**Try it**
In the data below, repeat the line containing "Each instance of the white helmet" and every following line exactly, up to and including the last line. Exclude pictures.
○ ○ ○
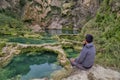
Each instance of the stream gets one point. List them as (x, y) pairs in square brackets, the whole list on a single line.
[(27, 66)]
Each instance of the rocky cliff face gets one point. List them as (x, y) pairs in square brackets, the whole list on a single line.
[(52, 14)]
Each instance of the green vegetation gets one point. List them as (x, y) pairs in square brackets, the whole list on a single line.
[(2, 44), (106, 29), (11, 26)]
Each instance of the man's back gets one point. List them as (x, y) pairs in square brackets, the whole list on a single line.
[(87, 55)]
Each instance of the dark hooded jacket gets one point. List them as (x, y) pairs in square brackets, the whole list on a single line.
[(87, 55)]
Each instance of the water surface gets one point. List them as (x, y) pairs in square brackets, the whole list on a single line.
[(32, 66)]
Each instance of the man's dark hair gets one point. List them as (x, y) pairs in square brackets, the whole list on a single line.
[(89, 38)]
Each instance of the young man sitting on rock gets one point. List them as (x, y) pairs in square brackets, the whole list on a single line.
[(87, 55)]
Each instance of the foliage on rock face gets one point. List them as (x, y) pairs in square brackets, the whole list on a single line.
[(11, 26), (1, 47), (106, 30)]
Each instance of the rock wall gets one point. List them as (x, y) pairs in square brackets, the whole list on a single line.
[(52, 14)]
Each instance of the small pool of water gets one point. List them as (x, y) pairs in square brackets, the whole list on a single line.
[(32, 66)]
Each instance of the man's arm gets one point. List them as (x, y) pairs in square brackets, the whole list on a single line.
[(82, 56)]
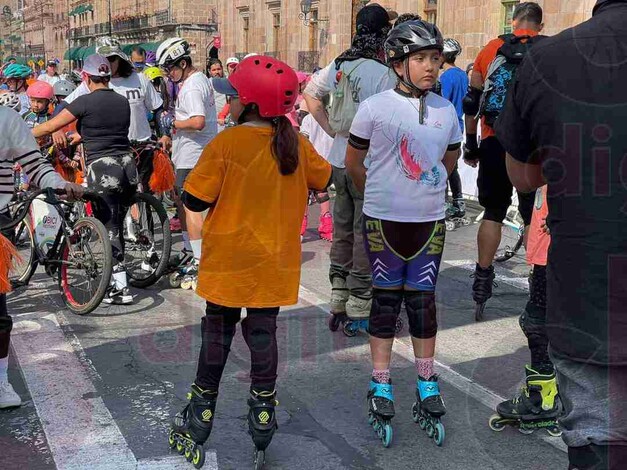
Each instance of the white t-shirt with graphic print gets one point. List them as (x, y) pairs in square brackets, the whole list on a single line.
[(142, 97), (406, 178), (369, 78)]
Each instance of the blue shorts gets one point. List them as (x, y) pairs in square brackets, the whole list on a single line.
[(404, 254)]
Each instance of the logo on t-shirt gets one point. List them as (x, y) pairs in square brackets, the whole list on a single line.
[(414, 166)]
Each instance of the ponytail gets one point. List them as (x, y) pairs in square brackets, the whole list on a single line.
[(285, 145)]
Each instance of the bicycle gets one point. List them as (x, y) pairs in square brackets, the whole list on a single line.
[(80, 247)]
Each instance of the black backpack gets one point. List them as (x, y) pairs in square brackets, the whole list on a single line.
[(501, 73)]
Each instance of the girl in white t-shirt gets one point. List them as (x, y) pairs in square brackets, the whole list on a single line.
[(322, 142), (412, 139)]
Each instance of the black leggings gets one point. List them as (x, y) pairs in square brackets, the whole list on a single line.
[(259, 331), (115, 180)]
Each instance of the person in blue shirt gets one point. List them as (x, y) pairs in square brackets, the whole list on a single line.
[(454, 87)]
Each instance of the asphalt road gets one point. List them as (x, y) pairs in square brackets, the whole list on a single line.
[(99, 391)]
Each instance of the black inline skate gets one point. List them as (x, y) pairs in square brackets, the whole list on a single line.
[(381, 410), (192, 426), (261, 423), (537, 407), (482, 289), (456, 215), (429, 408)]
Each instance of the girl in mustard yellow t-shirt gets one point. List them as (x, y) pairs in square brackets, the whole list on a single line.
[(254, 179)]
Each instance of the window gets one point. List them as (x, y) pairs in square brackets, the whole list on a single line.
[(509, 7)]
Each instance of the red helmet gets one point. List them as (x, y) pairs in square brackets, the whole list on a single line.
[(269, 83), (40, 89)]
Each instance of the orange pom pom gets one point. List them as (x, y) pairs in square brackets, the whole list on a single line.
[(163, 177)]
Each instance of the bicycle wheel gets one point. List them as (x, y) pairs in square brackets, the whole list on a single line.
[(511, 241), (147, 240), (86, 266), (24, 266)]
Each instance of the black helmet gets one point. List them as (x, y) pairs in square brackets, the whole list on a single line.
[(412, 36)]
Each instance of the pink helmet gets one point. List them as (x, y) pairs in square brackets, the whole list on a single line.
[(40, 89)]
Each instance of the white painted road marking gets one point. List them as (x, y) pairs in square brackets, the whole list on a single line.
[(79, 427), (464, 384)]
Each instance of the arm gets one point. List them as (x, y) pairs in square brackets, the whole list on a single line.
[(355, 166), (526, 177), (59, 122), (316, 109), (195, 123)]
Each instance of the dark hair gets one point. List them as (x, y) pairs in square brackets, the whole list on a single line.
[(140, 50), (407, 17), (528, 11), (99, 80)]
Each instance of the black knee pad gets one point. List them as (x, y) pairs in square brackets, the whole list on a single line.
[(421, 314), (386, 306), (495, 214)]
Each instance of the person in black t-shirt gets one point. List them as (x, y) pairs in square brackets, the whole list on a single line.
[(104, 118), (563, 125)]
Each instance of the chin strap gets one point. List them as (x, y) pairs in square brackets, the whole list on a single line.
[(415, 91)]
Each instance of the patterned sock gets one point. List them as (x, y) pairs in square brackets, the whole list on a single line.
[(424, 366), (381, 376)]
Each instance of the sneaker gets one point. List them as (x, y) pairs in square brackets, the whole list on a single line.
[(118, 297), (358, 308), (325, 229), (175, 224), (339, 295), (8, 397)]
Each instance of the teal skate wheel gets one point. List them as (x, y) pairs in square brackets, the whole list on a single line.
[(422, 422), (495, 423), (171, 439), (198, 456), (439, 434), (414, 413), (386, 435)]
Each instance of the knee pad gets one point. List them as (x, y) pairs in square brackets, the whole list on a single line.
[(386, 306), (495, 214), (421, 314)]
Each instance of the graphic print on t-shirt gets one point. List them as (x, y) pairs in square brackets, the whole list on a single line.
[(410, 164)]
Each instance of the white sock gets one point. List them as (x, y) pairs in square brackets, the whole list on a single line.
[(4, 367), (186, 243), (196, 248)]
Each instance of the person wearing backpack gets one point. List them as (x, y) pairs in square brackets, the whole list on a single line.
[(488, 89), (355, 75)]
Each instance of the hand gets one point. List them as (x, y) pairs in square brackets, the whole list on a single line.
[(166, 142), (74, 191), (75, 138), (59, 139)]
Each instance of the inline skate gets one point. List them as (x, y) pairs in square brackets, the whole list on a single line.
[(537, 407), (482, 289), (192, 426), (429, 408), (261, 423), (456, 215), (381, 410)]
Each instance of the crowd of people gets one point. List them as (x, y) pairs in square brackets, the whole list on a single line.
[(386, 123)]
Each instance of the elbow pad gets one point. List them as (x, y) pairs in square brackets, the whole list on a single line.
[(472, 101)]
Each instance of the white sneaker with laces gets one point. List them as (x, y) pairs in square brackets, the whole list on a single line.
[(8, 397)]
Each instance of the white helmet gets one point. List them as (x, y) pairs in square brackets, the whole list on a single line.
[(171, 50), (10, 100)]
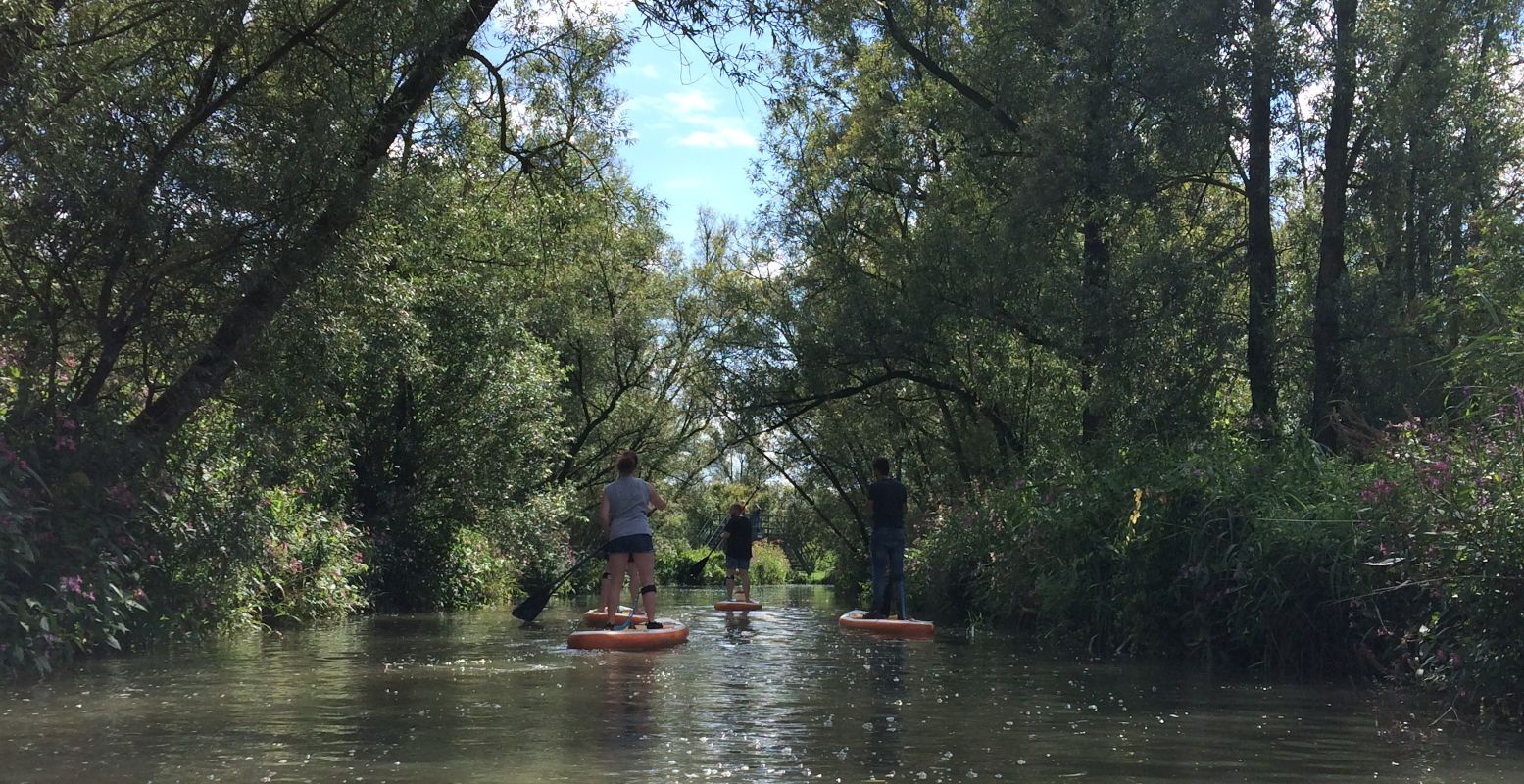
○ ○ ○
**Solution**
Each instance of the white helmet gets one point. List them as (x, y) pairs in square brackets, the whole list on a single line.
[(171, 50), (10, 100)]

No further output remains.